### WORK TO COMPLETE:
Each entry below is to be duplicated verbatim.

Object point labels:
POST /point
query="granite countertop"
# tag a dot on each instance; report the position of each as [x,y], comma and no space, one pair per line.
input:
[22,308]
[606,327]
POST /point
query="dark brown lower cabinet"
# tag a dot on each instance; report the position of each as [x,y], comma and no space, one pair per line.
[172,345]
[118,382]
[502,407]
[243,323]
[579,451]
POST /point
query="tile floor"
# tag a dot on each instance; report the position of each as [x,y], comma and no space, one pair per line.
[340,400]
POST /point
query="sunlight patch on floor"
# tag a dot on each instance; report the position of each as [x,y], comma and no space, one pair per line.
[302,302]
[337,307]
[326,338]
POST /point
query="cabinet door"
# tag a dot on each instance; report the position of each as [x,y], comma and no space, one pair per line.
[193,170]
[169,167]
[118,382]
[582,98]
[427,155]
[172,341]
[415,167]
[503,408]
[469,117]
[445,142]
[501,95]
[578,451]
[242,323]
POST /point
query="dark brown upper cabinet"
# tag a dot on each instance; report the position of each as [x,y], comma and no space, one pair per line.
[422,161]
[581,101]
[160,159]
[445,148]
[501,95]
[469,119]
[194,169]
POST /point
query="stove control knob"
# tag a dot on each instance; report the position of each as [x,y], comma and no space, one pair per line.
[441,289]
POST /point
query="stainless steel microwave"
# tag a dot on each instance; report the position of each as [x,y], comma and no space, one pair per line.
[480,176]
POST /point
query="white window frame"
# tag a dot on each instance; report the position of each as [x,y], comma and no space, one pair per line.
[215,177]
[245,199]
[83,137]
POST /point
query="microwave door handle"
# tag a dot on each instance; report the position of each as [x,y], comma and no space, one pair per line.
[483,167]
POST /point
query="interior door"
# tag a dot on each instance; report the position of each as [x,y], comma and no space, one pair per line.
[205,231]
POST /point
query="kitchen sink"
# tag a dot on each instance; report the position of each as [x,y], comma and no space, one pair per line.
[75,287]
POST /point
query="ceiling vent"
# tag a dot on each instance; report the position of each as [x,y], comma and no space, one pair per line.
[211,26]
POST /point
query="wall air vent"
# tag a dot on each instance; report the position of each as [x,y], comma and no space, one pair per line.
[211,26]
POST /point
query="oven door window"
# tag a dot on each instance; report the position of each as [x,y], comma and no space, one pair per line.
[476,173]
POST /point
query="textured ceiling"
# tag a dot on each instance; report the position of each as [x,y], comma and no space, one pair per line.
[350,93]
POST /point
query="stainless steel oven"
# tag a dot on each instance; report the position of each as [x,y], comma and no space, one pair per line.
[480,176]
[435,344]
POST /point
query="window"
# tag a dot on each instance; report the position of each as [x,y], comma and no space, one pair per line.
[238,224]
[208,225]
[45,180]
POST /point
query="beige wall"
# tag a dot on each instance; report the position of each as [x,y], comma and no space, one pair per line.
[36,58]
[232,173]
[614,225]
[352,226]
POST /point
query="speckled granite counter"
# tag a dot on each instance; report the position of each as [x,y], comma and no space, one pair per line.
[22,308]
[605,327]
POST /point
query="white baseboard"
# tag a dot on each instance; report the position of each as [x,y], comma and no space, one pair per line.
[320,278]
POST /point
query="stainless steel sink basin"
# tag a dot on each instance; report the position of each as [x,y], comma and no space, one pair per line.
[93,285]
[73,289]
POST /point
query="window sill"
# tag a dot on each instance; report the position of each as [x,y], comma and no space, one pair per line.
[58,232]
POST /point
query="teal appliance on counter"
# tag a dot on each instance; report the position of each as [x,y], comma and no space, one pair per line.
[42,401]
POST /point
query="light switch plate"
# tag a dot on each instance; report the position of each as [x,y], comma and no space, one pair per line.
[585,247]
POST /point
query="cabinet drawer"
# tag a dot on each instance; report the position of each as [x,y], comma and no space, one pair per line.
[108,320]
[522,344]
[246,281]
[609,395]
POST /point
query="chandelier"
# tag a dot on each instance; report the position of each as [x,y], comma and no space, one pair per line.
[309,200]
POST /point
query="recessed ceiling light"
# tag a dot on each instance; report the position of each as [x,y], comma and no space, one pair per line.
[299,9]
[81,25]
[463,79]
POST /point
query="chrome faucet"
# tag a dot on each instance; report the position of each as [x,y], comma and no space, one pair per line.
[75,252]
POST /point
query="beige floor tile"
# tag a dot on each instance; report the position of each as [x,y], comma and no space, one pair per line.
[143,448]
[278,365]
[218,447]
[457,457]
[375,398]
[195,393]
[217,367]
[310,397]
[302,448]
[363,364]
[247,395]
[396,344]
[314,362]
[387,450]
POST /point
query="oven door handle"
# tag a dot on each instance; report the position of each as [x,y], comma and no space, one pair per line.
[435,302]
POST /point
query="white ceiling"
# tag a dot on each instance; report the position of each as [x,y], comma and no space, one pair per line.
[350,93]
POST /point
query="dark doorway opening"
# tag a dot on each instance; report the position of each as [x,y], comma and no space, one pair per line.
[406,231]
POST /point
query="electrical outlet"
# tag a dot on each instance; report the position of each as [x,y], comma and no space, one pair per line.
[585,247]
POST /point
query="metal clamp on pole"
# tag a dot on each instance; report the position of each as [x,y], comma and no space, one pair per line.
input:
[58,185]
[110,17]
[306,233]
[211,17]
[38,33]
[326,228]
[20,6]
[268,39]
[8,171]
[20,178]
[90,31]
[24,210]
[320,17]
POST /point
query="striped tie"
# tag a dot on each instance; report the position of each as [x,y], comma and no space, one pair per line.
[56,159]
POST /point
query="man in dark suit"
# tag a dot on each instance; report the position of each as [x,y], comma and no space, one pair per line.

### WRITTEN ANSWER:
POST /point
query="granite countertop"
# tag a dot on each instance; report the position of each as [x,y], comma and no space, one pair per line.
input:
[22,308]
[606,327]
POST /point
query="dark brown lower cabinet"
# tag a dot on each instance; report the position of each as [x,y], comma and no space, one pair per line.
[172,345]
[118,382]
[502,407]
[243,323]
[579,451]
POST /point
query="tile floor"
# tag a dot on each instance; report the position of each as [x,y], comma and no space, one pair per line.
[340,400]
POST /point
query="sunlight patch on floor"
# tag a dot on each instance; report the position of each as [x,y], comma and no space, one pair per line.
[302,302]
[337,307]
[326,338]
POST /point
query="cabinet door"
# tag a dot on each instance; report the position of each as [x,y], comma and no space, one pair per line.
[193,170]
[169,167]
[118,382]
[582,98]
[427,155]
[172,341]
[415,167]
[503,408]
[469,117]
[445,142]
[501,95]
[578,451]
[242,323]
POST /point
query="dark brown upper cabinet"
# tag a dot on each instance; report the position of each as [x,y], comma and no space, one pair per line.
[422,161]
[581,101]
[160,159]
[445,148]
[501,95]
[469,119]
[194,169]
POST /point
query="stove control knob"
# tag a dot on each instance; report the position of each as [x,y], comma and no space, one pair per line.
[441,289]
POST /point
query="stainless steel microwave"
# tag a dot on each instance; report the position of each as [x,y], comma and no space, one pair per line.
[480,176]
POST /point
query="white window frame"
# tag a dot on each instance; report the position of each as [x,y], comma and no space, one pair per line.
[215,177]
[245,199]
[83,137]
POST /point
query="microwave door handle"
# tag a dot on each instance; report the position of each as [x,y], comma and no space, one pair per line.
[483,167]
POST /point
query="interior door"
# tag a dot on each instance; report the position of each as [x,y], comma and no space, one pair per line.
[205,231]
POST /point
query="kitchen sink"
# tag a dot on each instance; report the position of each as [x,y], comma and no space, one pair per line.
[75,287]
POST /point
query="ceiling vent"
# tag a dot on each instance; report the position of each as [x,y], comma and no space, one pair per line.
[211,26]
POST /point
query="wall air vent"
# tag a dot on each instance; report the position of each as [x,y], comma and no space, one pair per line.
[211,26]
POST /point
query="oven door window"
# tag a dot on each instance; report the position of each as [x,y], comma and no space, one pair per line.
[476,173]
POST /point
query="textured ceiling"
# tag a dot on each instance; report the position of each as [x,y], comma and no space, one pair per line.
[350,93]
POST /point
query="stainless steel oven"
# tag a dot on each instance; report the position of each as [x,y], comma and no space, one pair per line.
[480,176]
[435,344]
POST /point
query="window"
# tag a dot on each instance; report the position of each as [x,y], comma and no space, one pair per line.
[238,224]
[208,225]
[45,180]
POST /point
query="beige wall"
# tag a dot on each instance; report the position of each as [x,y], comma and no space, one pair per line.
[36,58]
[232,173]
[614,225]
[352,226]
POST /point
query="speckled granite counter"
# tag a dot on each instance; report the position of each as [x,y], comma and no space, one pair per line.
[22,308]
[605,327]
POST /point
query="white baseboard"
# tag a dot on each instance; report the position of each as [x,y], comma and no space, one pair per line.
[320,278]
POST /point
query="stainless steel sink basin"
# tag a dot on each instance; report the position of each as [x,y], comma and no space, one pair per line.
[93,285]
[73,289]
POST /point
query="window sill"
# tag a dot on each instance; report the position of each as [x,y], comma and no space, one pair per line.
[58,232]
POST /point
query="teal appliance on counter"
# tag a dot on each instance; report the position of each as [x,y], comma and no space, one pair per line.
[42,401]
POST /point
query="light switch plate"
# tag a dot on each instance; report the position of each as [x,y], comma and no space, one pair per line.
[585,247]
POST /point
query="cabinet drawer"
# tag a dot on each instance; report the position of each as [x,y], comma and no space, one pair per line.
[108,320]
[522,344]
[246,281]
[609,395]
POST /point
query="chandelier"
# tag a dot on each instance; report the position of each as [x,y], comma and no space, one pair per line.
[309,200]
POST /point
query="recessed ceiling light"
# tag a dot on each instance; report the position of each as [x,y], comma and no space, one pair per line.
[299,9]
[81,25]
[463,79]
POST /point
query="chrome faucet"
# tag a dot on each instance; report the position of each as [x,y], comma and no space, one pair per line.
[75,252]
POST /point
query="beige floor tile"
# tag a dot on each instance; report the position of each as [x,y], comma and no space, one pair per line.
[143,448]
[278,365]
[218,447]
[457,457]
[375,398]
[195,393]
[217,367]
[310,397]
[302,448]
[363,364]
[247,395]
[396,344]
[314,362]
[387,450]
POST /point
query="oven door handle"
# tag a dot on each instance; report the position of each as [x,y], comma and no space, one pair per line.
[435,302]
POST /point
query="white ceiling"
# tag a dot on each instance; report the position of each as [x,y], comma and no space, one pair per line.
[350,93]
POST /point
query="dark doorway opening"
# tag a dot on each instance; report the position of each as [x,y], comma and no space, one pair per line.
[406,231]
POST /point
query="electrical outlet"
# tag a dot on each instance; report the position of each as [x,y], comma and no space, one pair per line.
[585,247]
POST /point
query="metal clamp on pole"
# tag a dot on each instance; report the position of each as [x,y], comma and no space, one pair per line.
input:
[58,185]
[110,17]
[306,233]
[211,17]
[38,33]
[326,228]
[20,6]
[268,39]
[8,171]
[20,178]
[90,31]
[24,210]
[320,17]
POST /point
query="striped tie"
# tag a dot on each instance; report the position of each as [x,y], comma and no space, one pair per line.
[56,159]
POST /point
query="man in dark suit"
# tag a dot on each instance; report the position of each as [x,y], comma and no space, one pair per line.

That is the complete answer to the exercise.